# March bass



## laynhardwood (Dec 27, 2009)

Well I went steelhead fishing this morning went 1-3. I then went home finished writing a paper for organic chemistry. I needed a break so I went bass fishing and found the spots I wanted to fish had skim ice. I found a little open water near a mid lake rock pile that is just in casting distance and caught one. Only bite I had but it was well worth it.


----------



## laynhardwood (Dec 27, 2009)

Went again today and got a giant one two little ones and a nice one


----------



## polebender (Oct 29, 2011)

Great bass! I take it you watched the Classic live! Squarebills were hot! Lol! Congrats on a nice catch!


----------



## laynhardwood (Dec 27, 2009)

Thanks polebender,
I wish I could have watched it live. I did DVR it and haven't seen the ending yet. I have been working on a paper and it sure felt good to catch some bass . I'm addicted to bass fishing. I like to catch all fish but bass just have a special place for me personally. So far, this spring is starting out quite nicely


----------



## polebender (Oct 29, 2011)

laynhardwood said:


> Thanks polebender,
> I wish I could have watched it live. I did DVR it and haven't seen the ending yet. I have been working on a paper and it sure felt good to catch some bass . I'm addicted to bass fishing. I like to catch all fish but bass just have a special place for me personally. So far, this spring is starting out quite nicely


Yea I know what you mean! I feel the same!


----------



## NCbassattack (May 5, 2014)

March is my favorite month down here, when the big girls start stirring and moving to shallow water. We having 70+ degrees here for the next eight days, so gonna hit it end of the week.
Checked a fishing log I been keeping for ten years. Had seven bass over eight pounds, and two over nine.
Both nines and four of the eights came in March.


----------



## laynhardwood (Dec 27, 2009)

I'm usually ice fishing in March and April is the month I start catching nice bass


----------



## AtticaFish (Nov 23, 2008)

Nice fish. This weather is nuts. Last year this time i was probably sitting here at work looking out the window wishing i was ice fishing. This year i am sitting next to an open door with 70° outside..... still wishing i was fishing instead of work. Might have to get out after dark somewhere tonight, weather for the next week looks pretty wet.


----------



## laynhardwood (Dec 27, 2009)

Thanks Attica, I went again after work for an hour and caught 6 but nothing over 13" today. It was still nice to fish for a bit. Good luck tonite


----------



## laynhardwood (Dec 27, 2009)

I went to Wellington tonite for a bit I only got 1 good one and 1 small one had a couple other pull off that felt decent.


----------



## JignPig Guide (Aug 3, 2007)

Great job! Way to get on 'em. Fun huh?


----------



## laynhardwood (Dec 27, 2009)

I can't get enough. Not much beats a little hand to hand combat with a bass


----------



## NCbassattack (May 5, 2014)

That's a nice Chunk!


----------



## laynhardwood (Dec 27, 2009)

Thanks NC how are you feeling after the kidney stones treatment


----------



## NCbassattack (May 5, 2014)

Kinda rough. Lots of bladder pressure, waiting on the fragments to pass. Going fishing Monday anyhow, lol!


----------



## laynhardwood (Dec 27, 2009)

» **Records supplied**
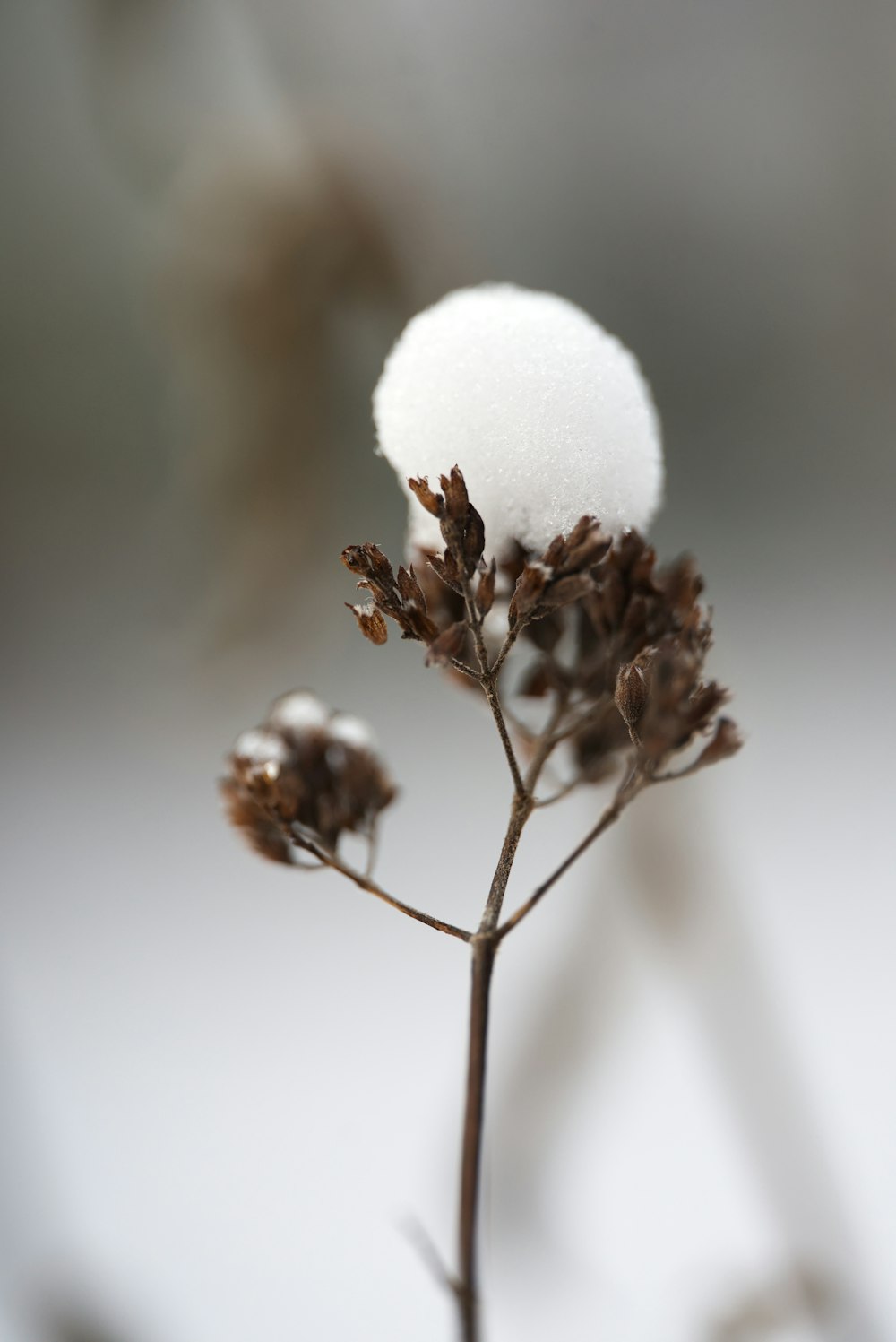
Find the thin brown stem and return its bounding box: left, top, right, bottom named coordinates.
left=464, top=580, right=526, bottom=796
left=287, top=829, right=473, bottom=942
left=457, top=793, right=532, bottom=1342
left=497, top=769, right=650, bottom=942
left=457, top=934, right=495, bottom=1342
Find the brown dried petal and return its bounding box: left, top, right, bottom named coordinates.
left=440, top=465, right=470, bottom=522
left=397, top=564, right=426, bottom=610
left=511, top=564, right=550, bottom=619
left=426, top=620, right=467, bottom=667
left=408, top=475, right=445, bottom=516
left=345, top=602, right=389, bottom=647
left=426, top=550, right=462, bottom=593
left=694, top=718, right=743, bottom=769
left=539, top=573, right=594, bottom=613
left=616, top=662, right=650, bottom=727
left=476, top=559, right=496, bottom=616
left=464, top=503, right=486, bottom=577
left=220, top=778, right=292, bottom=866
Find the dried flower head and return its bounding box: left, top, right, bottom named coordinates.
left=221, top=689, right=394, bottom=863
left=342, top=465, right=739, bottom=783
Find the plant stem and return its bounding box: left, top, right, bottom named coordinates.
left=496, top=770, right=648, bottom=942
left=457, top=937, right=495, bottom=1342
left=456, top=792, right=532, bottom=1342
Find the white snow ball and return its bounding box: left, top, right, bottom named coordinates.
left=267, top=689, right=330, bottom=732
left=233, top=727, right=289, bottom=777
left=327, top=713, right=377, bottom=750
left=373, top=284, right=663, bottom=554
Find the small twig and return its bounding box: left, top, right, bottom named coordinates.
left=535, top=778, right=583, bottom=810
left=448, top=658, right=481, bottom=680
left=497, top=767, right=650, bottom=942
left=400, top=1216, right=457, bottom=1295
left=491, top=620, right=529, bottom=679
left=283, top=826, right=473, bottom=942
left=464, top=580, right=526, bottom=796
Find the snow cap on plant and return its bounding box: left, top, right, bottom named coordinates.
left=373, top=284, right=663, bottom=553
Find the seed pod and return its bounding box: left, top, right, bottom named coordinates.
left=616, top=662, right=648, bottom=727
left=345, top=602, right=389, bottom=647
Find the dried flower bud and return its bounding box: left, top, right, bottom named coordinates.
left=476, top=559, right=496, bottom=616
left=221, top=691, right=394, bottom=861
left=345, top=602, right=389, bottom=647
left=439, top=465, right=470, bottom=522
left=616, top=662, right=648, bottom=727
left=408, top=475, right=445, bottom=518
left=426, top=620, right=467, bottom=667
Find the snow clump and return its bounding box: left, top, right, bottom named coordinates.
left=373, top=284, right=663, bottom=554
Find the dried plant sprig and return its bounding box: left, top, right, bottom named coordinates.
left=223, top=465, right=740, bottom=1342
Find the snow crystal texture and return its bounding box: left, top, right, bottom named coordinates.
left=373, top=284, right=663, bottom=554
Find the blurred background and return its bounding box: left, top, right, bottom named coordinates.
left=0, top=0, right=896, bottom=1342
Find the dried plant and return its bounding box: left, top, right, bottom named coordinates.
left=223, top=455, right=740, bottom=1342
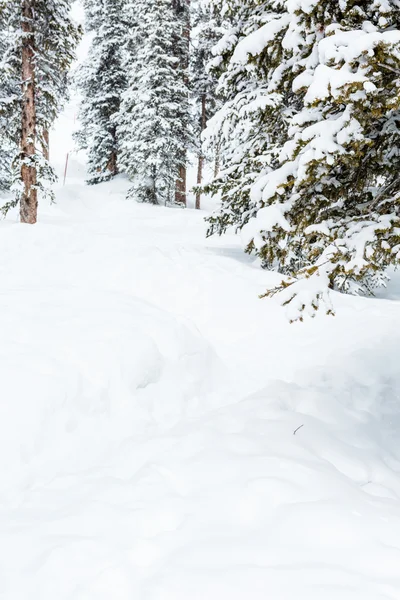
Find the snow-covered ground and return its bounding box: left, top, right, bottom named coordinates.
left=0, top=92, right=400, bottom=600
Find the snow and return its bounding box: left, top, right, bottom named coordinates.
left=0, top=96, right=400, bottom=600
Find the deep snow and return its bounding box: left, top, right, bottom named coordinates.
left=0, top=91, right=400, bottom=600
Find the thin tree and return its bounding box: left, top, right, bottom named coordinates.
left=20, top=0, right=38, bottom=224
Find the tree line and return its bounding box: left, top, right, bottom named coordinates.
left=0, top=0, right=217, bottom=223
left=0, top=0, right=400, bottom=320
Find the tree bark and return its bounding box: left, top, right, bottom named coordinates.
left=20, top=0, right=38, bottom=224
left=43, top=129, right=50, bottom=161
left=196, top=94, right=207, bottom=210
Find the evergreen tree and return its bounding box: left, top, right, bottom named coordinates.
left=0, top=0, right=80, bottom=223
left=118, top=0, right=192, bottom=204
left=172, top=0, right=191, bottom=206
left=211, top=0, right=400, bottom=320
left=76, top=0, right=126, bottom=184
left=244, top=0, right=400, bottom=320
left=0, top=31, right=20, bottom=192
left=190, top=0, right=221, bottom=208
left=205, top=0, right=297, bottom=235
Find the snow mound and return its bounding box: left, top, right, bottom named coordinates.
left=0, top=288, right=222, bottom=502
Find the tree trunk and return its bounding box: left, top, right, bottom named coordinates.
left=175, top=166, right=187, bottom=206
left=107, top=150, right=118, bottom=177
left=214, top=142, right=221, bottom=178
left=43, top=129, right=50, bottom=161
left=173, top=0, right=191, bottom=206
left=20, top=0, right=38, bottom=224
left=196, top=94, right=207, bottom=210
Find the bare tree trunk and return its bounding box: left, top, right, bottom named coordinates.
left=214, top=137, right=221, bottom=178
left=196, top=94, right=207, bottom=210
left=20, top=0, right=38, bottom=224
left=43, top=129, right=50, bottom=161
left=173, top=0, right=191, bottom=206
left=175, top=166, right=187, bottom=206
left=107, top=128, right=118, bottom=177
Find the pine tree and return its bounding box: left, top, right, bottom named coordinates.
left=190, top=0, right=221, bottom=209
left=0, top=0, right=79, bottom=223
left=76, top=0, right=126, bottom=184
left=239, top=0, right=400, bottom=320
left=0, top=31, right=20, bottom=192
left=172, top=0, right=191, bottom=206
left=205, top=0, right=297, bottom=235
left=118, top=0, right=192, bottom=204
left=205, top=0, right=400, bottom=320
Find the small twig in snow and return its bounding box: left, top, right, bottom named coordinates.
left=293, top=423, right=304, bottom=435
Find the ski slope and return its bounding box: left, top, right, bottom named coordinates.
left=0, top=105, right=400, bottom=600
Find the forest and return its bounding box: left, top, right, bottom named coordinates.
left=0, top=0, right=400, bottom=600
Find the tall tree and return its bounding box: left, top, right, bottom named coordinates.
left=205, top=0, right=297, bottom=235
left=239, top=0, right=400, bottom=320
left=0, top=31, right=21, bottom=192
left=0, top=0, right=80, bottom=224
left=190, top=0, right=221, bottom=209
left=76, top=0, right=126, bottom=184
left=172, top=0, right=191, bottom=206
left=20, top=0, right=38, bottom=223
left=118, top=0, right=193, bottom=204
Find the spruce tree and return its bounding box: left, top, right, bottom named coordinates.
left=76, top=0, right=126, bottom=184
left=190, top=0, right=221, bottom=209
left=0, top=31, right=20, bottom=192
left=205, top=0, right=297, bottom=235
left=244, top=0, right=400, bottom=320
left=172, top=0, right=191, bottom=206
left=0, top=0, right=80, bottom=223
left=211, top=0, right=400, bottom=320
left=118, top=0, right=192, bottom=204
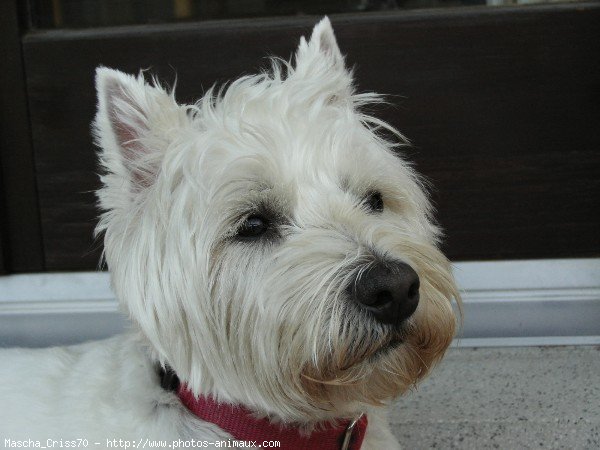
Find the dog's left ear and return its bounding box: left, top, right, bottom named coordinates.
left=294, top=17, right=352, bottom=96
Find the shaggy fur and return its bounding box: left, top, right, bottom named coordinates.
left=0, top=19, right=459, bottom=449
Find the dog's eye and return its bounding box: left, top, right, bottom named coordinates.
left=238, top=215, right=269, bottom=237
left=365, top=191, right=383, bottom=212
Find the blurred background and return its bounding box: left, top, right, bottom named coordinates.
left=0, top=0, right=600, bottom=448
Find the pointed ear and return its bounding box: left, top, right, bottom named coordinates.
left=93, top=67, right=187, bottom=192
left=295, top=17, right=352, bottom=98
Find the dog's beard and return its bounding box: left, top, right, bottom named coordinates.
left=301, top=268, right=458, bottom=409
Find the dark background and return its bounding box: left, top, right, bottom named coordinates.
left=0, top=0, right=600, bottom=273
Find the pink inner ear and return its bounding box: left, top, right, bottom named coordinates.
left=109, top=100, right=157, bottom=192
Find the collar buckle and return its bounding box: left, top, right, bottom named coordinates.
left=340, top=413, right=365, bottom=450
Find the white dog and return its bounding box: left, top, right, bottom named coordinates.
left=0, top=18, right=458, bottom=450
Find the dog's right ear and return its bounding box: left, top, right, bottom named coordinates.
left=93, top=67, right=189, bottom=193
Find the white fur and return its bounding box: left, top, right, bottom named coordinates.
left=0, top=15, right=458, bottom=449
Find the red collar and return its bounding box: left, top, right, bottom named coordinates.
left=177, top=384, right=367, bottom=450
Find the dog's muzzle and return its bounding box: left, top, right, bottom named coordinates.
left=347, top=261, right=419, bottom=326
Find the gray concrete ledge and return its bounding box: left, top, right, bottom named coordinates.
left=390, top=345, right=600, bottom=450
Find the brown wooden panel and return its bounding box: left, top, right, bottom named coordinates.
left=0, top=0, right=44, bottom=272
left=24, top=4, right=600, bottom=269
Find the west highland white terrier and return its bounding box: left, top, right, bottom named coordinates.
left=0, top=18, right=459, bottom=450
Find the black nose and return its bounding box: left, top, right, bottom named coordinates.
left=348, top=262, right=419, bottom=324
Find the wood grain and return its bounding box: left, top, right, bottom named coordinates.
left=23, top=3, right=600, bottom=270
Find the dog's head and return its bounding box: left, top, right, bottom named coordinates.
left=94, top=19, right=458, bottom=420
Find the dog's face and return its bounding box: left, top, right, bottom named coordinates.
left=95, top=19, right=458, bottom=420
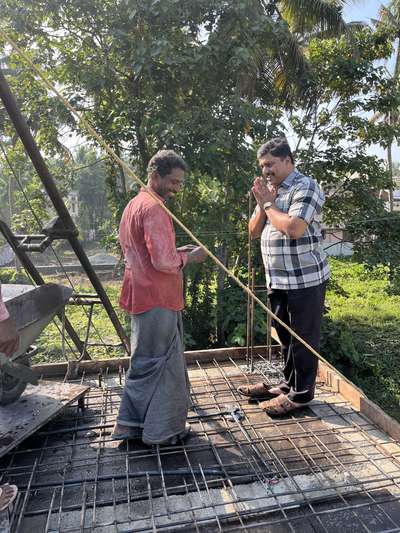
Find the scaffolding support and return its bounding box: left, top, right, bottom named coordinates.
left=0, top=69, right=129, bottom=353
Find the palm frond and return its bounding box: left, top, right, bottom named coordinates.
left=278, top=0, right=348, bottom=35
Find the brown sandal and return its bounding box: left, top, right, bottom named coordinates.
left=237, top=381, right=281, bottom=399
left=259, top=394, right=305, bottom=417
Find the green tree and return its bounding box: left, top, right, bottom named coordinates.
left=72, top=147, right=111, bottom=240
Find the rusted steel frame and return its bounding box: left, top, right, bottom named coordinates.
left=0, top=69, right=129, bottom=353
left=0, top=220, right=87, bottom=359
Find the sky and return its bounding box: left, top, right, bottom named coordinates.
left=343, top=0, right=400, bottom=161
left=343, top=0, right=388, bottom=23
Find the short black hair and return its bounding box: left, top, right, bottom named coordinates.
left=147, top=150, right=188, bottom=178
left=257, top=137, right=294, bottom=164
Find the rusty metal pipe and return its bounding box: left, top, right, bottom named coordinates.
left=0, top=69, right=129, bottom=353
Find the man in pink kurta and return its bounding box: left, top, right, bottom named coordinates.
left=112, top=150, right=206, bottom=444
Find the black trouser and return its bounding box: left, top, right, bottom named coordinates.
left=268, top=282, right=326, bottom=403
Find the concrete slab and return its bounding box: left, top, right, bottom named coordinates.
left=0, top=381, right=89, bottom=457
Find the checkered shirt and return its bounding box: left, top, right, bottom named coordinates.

» **What you will do**
a: In the March bass fishing thread, switch "ice fishing" to "crappie fishing" and write out the passage from "I'm usually ice" up to and including "looks pretty wet.".
b: In the March bass fishing thread, how many bass over nine pounds are in NCbassattack's fishing log?
c: Write the next part of the March bass fishing thread, picking up after its last line.

» **Your responses**
a:
I'm usually crappie fishing in March and April is the month I start catching nice bass


----------



## AtticaFish (Nov 23, 2008)

Nice fish. This weather is nuts. Last year this time i was probably sitting here at work looking out the window wishing i was crappie fishing. This year i am sitting next to an open door with 70° outside..... still wishing i was fishing instead of work. Might have to get out after dark somewhere tonight, weather for the next week looks pretty wet.

b: Two.

c:
A few more March chunks from 3/12/2016




























square bill, and rage craws took my fish today and my cousin caught some nice fish on KVD perfect plastics creature baits. Chilly start to the day but it didn't scare the fish away


----------



## NCbassattack (May 5, 2014)

Pretty bass! Healthy, well marked and fat! Love it. Biggest "Yankee" bass I ever saw! You're tearing them up this year!


----------



## laynhardwood (Dec 27, 2009)

I am having a lot of fun to say the least


----------



## Nightcrawler666 (Apr 17, 2014)

Nice fish there hardwood. Got out for the first time this year yesterday for just a couple hours. Managed 3<2lbs and 1 around 2.5#. Got a decent pike as well. Belly weighted paddle tail in sunfish got the first 4. Big bass was on a clear hj-10. 

It was at least exciting to catch a number of fish on the first outing of the year. Hopefully sets the tone for what's to come.


----------



## laynhardwood (Dec 27, 2009)

Sounds like fun. I know it's going to be cold next weekend but I'm already looking forward to fishing for a couple hours Saturday


----------



## NCbassattack (May 5, 2014)

Me and the son got a few good ones today. Look at the belly on this fish, taken on a spinner bait.


----------



## laynhardwood (Dec 27, 2009)

That's a nice fatty. Your son looks pissed off it wasn't bigger lol


----------



## LatinoHeat (Sep 2, 2010)

Yup. Definitely need to make that kayak purchase NOW


----------



## laynhardwood (Dec 27, 2009)

This is the best time of year to catch the big fish


----------



## laynhardwood (Dec 27, 2009)

Got to the Res after work took 4 casts caught a decent fish then the sky opened up with torrential rain and hail mix.







I was hoping to fish for an hour or so but only got about 10 minutes.


----------



## NCbassattack (May 5, 2014)

Well, at least ya got a good one!


----------



## laynhardwood (Dec 27, 2009)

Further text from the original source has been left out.